MATERIALS PROVIDED:
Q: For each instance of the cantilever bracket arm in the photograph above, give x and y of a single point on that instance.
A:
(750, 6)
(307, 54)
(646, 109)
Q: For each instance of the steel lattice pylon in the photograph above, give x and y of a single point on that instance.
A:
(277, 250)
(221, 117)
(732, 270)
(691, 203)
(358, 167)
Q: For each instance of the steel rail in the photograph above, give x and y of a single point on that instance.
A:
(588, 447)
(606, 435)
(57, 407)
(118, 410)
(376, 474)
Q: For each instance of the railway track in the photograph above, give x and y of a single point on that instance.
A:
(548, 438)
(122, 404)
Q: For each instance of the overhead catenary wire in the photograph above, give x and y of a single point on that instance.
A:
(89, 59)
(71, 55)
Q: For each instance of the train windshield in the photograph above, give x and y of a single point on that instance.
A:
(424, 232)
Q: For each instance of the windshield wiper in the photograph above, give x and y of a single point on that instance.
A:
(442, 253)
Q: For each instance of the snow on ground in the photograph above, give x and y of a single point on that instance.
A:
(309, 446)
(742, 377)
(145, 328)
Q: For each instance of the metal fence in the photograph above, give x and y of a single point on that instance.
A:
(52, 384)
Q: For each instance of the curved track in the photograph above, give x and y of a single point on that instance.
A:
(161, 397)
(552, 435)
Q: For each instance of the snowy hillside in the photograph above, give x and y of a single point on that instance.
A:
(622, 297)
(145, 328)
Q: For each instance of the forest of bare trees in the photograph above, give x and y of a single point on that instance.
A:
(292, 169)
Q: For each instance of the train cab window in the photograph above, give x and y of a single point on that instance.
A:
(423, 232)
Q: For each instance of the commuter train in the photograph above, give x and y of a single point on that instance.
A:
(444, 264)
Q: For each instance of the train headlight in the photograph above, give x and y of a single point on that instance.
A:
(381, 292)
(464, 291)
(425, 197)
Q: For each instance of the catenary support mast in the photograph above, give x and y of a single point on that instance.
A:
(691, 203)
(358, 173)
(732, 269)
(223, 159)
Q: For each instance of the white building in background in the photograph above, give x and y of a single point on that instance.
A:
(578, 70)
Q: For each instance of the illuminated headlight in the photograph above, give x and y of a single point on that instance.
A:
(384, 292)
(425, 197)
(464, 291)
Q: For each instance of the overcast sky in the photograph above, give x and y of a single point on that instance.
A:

TASK OBJECTIVE: Write the data above out again in full, with every word as given.

ANSWER TO THE EXERCISE:
Q: For each instance of the cantilever bracket arm in the photograph above, give x and y of a single point on that instance.
A:
(750, 6)
(307, 54)
(646, 109)
Q: For each instance of the steel lattice pylon in the photograph above, give x and y of a single point on that instance.
A:
(277, 250)
(221, 117)
(732, 270)
(691, 203)
(358, 167)
Q: For each instance of the steel rail in the photograph above, give x and y of a single point on that instance.
A:
(588, 447)
(606, 435)
(57, 407)
(118, 410)
(376, 474)
Q: For each instance of the railway track in the photograph above, give x and y of a single point on that instance.
A:
(548, 438)
(122, 404)
Q: For each instance of the overhead catenary wire in the photograph above, give x and y of a single point on that instance.
A:
(89, 59)
(71, 55)
Q: For each instance of the train windshield in the photograph above, give x and y of a single point on that instance.
A:
(424, 232)
Q: For each instance of the windshield wiper in the photograph above, give x and y of a single point on that instance.
A:
(442, 253)
Q: For each instance of the snow on ground in the photograph above, give x and y of a single point on that instance.
A:
(309, 446)
(742, 377)
(145, 328)
Q: For each instance of the metal fence in the photograph above, give x and y of a single point on that instance.
A:
(52, 384)
Q: For each instance of the curved track in the photograph above, give x and y of a single point on that instance.
A:
(161, 397)
(552, 435)
Q: For each instance of the snowy hillside in the photograph above, give x and y of a single point on that instance.
A:
(622, 297)
(145, 328)
Q: For each instance of the forest of bare trees in the photograph above, give x and y of a single point on that instance.
A:
(292, 169)
Q: For each instance of the train cab window in the photograph above, give x and y of a single point on that instance.
A:
(423, 232)
Q: For each instance of the commuter train in the photograph above, give x and y of a single point on that instance.
A:
(444, 264)
Q: For each instance of the train headlight in the photograph above, give x and y of a single point on that instance.
A:
(381, 292)
(464, 291)
(425, 197)
Q: For each instance of the catenary support mast in the photograph above, give x and y of a single point on that instance.
A:
(691, 203)
(358, 173)
(732, 269)
(223, 159)
Q: For each instance of the white building in background in the photograph above, give x and y of a single point on that instance.
A:
(578, 70)
Q: For each instance of the illuminated headlight in the photograph above, give x and y of a single point on that instance.
A:
(384, 292)
(425, 197)
(464, 291)
Q: For each instance of the overcast sky in the photograph above, give x and y of a single point on that instance.
A:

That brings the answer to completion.